Exercise task A:
Please copy the listing further down line for line, without the picture.

Text:

These goals are hard. The hardest one is losing weight. I crave foods that I know will not help me. I am ashamed to admit that I cave in to those cravings probably more often than I realize. I really need to figure out how to get control of those cravings. I have considered going back to the South Beach Diet, but it was so restrictive that I don't know if I could handle it again. I have been planning my breakfasts and lunches for each week on Saturdays to try to get me on track. I don't know if it is working or not. I know most of my problems are coming from snacking after work while making dinner. I need to stop mindlessly eating when I am at home. I will never lose weight this way.
My running is getting back on track. Last year, I trained more than I did the year before, but I was afraid that I would pass out if I pushed too hard because of passing out last spring. Lately, I have been pushing harder than I did last year. I have not passed out yet. I don't think I will. I am just going to keep on going. Last night I couldn't run as hard as I wanted because I ate too much right before. I am going to take it as a lesson learned. I will not eat a big meal before running again. It could make me feel slick.

The records:
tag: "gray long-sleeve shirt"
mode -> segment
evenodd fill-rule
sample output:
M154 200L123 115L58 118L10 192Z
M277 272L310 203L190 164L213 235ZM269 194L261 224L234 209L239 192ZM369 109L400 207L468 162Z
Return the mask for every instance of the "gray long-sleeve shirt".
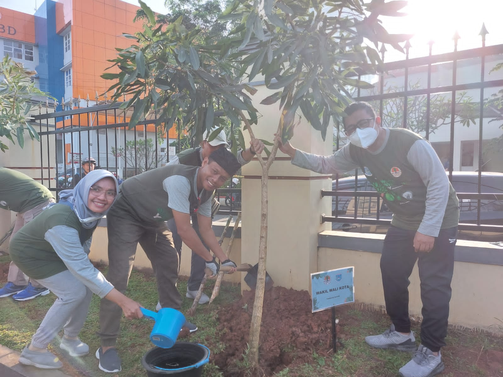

Exercise task B:
Name every meal of the day mentioned in the text about weight loss and running.

Response A:
tag: "gray long-sleeve shirt"
mode -> segment
evenodd fill-rule
sample output:
M154 200L123 115L58 118L10 192Z
M277 272L310 203L190 164L213 235ZM269 194L261 224L234 209L239 192ZM369 109L400 207L468 162Z
Return the mask for every instance of the "gray long-sleeve shirt".

Response B:
breakfast, lunch, dinner